## THE REQUEST
Proceed with the post on generating truncated normal random numbers in SAS, writing what comes after its final sentence.

## PROVIDED TEXT
******

### Randomly Generating a Truncated Normal Distribution

A brief foray into the actual nitty-gritty aspects of research, especially the part that seems to dominate the time of a graduate student in Epidemiology: coding.

Particularly, the code for generating random numbers from a truncated normal distribution in SAS 9.2. Generating numbers from a *regular *normal distribution is easy as pie:

x=rannor(seed), where x is the variable you want to be random, and seed is a number. -1 and 0 will generate pseudorandom numbers from – I believe – your processor’s clock, whereas some other number, say 123 will use a set seed for the algorithm, which means that while the numbers will be “random”, you’ll get the same list of random numbers each time, handy for repeatability while you’re developing.

But lets say you want a variable that only goes between -1 and 1, or in this example -2 and 2? The normal distribution doesn’t actually *have* boundaries, so you’re going to get numbers outside that range. Below is annotated code for producing a stream of numbers like that.

******

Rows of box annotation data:
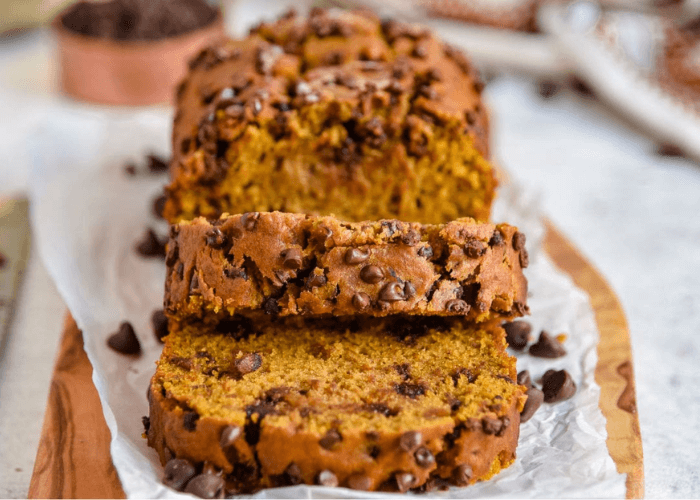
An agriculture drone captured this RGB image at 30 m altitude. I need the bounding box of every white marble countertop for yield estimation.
[0,17,700,498]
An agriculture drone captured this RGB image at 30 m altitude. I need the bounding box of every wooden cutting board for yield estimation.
[29,224,644,498]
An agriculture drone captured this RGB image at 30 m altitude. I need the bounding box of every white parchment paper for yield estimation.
[31,110,625,498]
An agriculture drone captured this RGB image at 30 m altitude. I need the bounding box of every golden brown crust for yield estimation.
[165,11,496,222]
[165,212,528,322]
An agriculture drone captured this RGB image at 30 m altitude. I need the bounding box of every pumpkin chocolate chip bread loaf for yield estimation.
[165,212,528,324]
[164,10,496,223]
[148,317,525,496]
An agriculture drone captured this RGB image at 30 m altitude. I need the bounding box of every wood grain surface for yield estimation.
[29,224,644,498]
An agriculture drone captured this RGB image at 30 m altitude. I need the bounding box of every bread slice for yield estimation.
[148,317,525,493]
[165,212,528,324]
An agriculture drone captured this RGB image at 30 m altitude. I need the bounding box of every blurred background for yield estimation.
[0,0,700,498]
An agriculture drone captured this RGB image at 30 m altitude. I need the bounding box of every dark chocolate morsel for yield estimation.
[163,458,196,491]
[542,370,576,403]
[520,386,544,424]
[503,321,532,351]
[399,431,423,453]
[107,321,141,354]
[528,330,566,359]
[185,473,225,498]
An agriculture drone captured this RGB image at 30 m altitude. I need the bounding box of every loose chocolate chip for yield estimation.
[542,370,576,403]
[481,417,503,435]
[418,245,433,259]
[318,429,343,450]
[234,352,262,375]
[413,446,435,469]
[280,248,302,269]
[452,464,474,486]
[445,299,471,314]
[206,227,226,248]
[503,321,532,351]
[136,227,165,257]
[513,231,526,252]
[528,330,566,359]
[360,264,384,285]
[395,472,416,493]
[151,309,168,342]
[518,386,544,424]
[182,411,199,432]
[394,382,426,399]
[107,321,141,354]
[518,370,532,387]
[316,469,338,488]
[345,248,369,265]
[399,431,423,453]
[348,474,372,491]
[352,292,370,311]
[379,281,405,302]
[163,458,196,491]
[185,474,225,498]
[219,425,243,450]
[306,274,328,290]
[241,212,260,231]
[464,238,488,259]
[146,154,168,174]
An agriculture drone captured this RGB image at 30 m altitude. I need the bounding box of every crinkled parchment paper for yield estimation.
[31,109,625,498]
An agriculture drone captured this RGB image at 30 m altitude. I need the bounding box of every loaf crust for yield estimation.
[148,318,525,493]
[164,10,497,223]
[165,212,528,323]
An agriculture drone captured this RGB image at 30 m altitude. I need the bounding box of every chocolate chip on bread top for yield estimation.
[164,9,497,223]
[165,212,528,323]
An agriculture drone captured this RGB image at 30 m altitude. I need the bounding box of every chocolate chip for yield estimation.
[481,417,503,435]
[316,469,338,488]
[280,248,302,269]
[503,321,532,351]
[418,245,433,259]
[399,431,423,452]
[185,474,225,498]
[348,474,372,491]
[344,248,369,265]
[151,309,168,342]
[452,464,474,486]
[379,281,405,302]
[146,154,168,174]
[413,446,435,469]
[182,411,199,432]
[518,386,544,424]
[518,370,532,387]
[464,238,488,259]
[528,330,566,359]
[394,382,426,399]
[241,212,260,231]
[163,458,196,491]
[445,299,471,314]
[107,321,141,354]
[394,472,416,493]
[318,429,343,450]
[352,292,370,311]
[219,425,243,450]
[360,264,384,285]
[234,352,262,375]
[513,231,525,252]
[206,227,226,248]
[542,370,576,403]
[136,227,165,257]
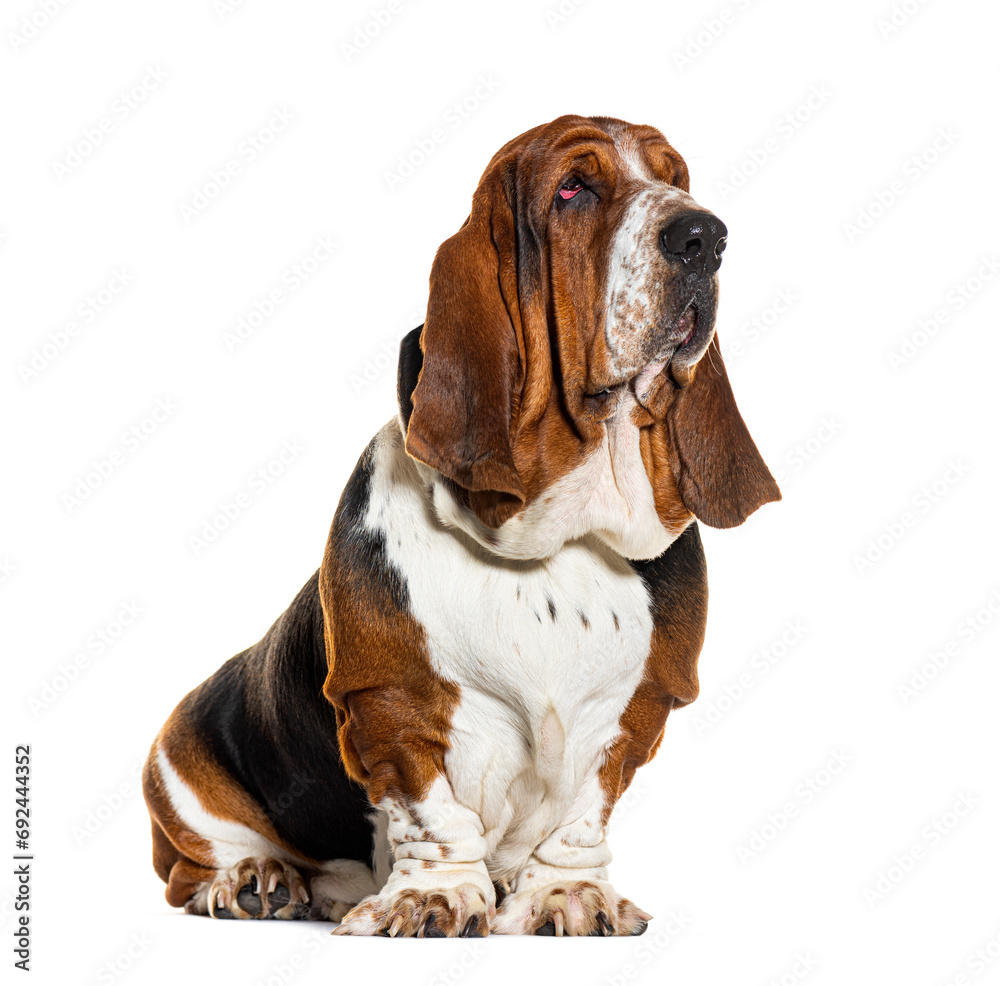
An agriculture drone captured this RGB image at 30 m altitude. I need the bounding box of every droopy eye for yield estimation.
[559,178,585,200]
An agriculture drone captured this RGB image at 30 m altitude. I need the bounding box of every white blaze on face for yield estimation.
[605,147,698,377]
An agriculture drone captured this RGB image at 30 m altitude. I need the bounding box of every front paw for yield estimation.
[491,881,650,936]
[333,883,493,938]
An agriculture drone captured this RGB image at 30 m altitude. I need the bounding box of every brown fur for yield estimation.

******

## FINAL RESULT
**data work.trunc_norm;**

** mean=0;**

** sd=1;**

** max=2;**

** min=-2;**

** do i = 1 to 10000;**

** random=max+1;**

** do while (random<min or random>max);**

** random=rannor(-1)*sd+mean;**

** end;**

** output;**

** end;**

**run;**

The variable names here have been designed to be self-explanatory. **mean** and **sd** are the mean and standard deviation of the normal distribution you want to draw from. **max** and **min** the maximum and minimum values you want generated. **random** is the randomly generated variable – in this case, we generate 10,000 values so we get a large number of random values, and we can reliably take a look at the results and make sure we’re getting what we want to get. The little bit about **random = max +1 ** (min-1 also works) keeps the loop going – without it, the first random number that satisfies the boundary conditions shuts down the loop, and you’ll get 10,000 samples of a single number. When generating, rather than manipulating data, it’s best to get a firm handle on how the SAS system handles DATA steps, loops etc. They are, on occasion, nightmarish.

How to check? A simple bit of PROC UNIVARIATE code:

**proc univariate data=work.trunc_norm;**

** var random;**

** histogram/normal( color=blue mu=0 sigma=1);**

**run;**

This generates some statistical moments about the random variable, and then a histogram of the random variable, with a blue overlay of the normal distribution we’re looking for – one with a mean of 0 and a standard deviation of 1. Did it work?

N = 10,000 – hooray, we got all the numbers we wanted.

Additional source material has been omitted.